Output exactly the lines that run from the top of the entries to the line holding "Segment rolled-up sleeve", including both of those lines.

★ ★ ★

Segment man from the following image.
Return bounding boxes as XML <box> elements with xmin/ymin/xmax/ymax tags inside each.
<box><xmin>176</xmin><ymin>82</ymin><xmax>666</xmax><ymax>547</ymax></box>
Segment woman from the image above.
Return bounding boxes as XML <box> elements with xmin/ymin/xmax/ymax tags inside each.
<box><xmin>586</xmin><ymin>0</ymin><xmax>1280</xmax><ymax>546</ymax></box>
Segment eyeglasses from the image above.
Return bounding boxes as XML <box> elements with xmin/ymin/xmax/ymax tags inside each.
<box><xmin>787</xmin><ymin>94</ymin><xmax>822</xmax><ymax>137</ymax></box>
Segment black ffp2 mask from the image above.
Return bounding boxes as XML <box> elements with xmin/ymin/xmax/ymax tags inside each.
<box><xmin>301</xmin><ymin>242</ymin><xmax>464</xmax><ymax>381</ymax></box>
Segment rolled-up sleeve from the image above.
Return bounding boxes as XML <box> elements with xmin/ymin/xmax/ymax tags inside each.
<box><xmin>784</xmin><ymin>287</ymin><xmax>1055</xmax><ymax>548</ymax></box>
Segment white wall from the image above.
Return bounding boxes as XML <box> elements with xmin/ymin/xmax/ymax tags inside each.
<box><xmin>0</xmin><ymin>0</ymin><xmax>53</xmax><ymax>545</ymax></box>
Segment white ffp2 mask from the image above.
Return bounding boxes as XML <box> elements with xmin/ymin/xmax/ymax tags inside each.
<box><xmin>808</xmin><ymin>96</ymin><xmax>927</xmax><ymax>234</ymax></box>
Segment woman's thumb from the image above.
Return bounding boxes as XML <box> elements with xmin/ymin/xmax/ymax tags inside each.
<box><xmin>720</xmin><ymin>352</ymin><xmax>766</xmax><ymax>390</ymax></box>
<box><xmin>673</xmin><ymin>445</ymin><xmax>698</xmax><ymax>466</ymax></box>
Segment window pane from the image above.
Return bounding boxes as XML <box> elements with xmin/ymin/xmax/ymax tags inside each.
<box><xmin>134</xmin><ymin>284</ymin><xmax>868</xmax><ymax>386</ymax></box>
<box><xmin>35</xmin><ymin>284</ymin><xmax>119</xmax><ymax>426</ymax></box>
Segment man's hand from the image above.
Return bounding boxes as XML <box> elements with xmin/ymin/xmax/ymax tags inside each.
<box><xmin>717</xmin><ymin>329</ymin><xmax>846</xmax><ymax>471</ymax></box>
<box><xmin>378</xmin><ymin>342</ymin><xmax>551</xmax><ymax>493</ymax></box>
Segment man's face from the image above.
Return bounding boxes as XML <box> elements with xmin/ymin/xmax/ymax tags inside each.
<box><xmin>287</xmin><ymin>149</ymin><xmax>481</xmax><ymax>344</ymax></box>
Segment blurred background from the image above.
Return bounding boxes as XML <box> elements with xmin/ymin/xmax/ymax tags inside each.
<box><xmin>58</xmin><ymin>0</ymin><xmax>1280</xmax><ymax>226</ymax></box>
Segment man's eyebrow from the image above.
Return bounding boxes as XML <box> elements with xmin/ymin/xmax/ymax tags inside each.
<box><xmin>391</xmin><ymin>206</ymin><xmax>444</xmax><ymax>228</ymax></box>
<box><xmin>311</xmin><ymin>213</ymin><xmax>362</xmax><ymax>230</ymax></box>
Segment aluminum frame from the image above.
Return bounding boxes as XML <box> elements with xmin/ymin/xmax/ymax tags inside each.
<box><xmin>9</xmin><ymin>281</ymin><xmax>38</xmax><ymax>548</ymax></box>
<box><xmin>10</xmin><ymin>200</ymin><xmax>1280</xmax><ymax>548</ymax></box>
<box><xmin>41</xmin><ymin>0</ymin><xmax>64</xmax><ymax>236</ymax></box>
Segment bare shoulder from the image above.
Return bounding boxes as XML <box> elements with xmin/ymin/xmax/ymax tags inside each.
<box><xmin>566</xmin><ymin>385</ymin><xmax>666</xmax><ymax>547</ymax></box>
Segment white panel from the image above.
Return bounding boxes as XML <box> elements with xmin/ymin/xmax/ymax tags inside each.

★ ★ ★

RESULT OF THE TASK >>
Segment man from the following image.
Return bounding boxes as XML <box> elements with xmin/ymin/xmax/ymax tags inside each.
<box><xmin>176</xmin><ymin>82</ymin><xmax>666</xmax><ymax>547</ymax></box>
Segment woman from the image above.
Return bounding boxes as XML <box> elements with xmin/ymin/xmax/ymax tags inside each.
<box><xmin>586</xmin><ymin>0</ymin><xmax>1280</xmax><ymax>546</ymax></box>
Segment eyeglasses from the image above.
Return bounding boxes as XML <box> elements with xmin/ymin/xmax/ymax tags inside each.
<box><xmin>787</xmin><ymin>94</ymin><xmax>822</xmax><ymax>137</ymax></box>
Segment black ffp2 mask from the image above.
Return bounding boxes as XML <box> elements with xmin/ymin/xmax/ymax tags inside each.
<box><xmin>301</xmin><ymin>242</ymin><xmax>464</xmax><ymax>381</ymax></box>
Segment rolled-up sleeve from the image above.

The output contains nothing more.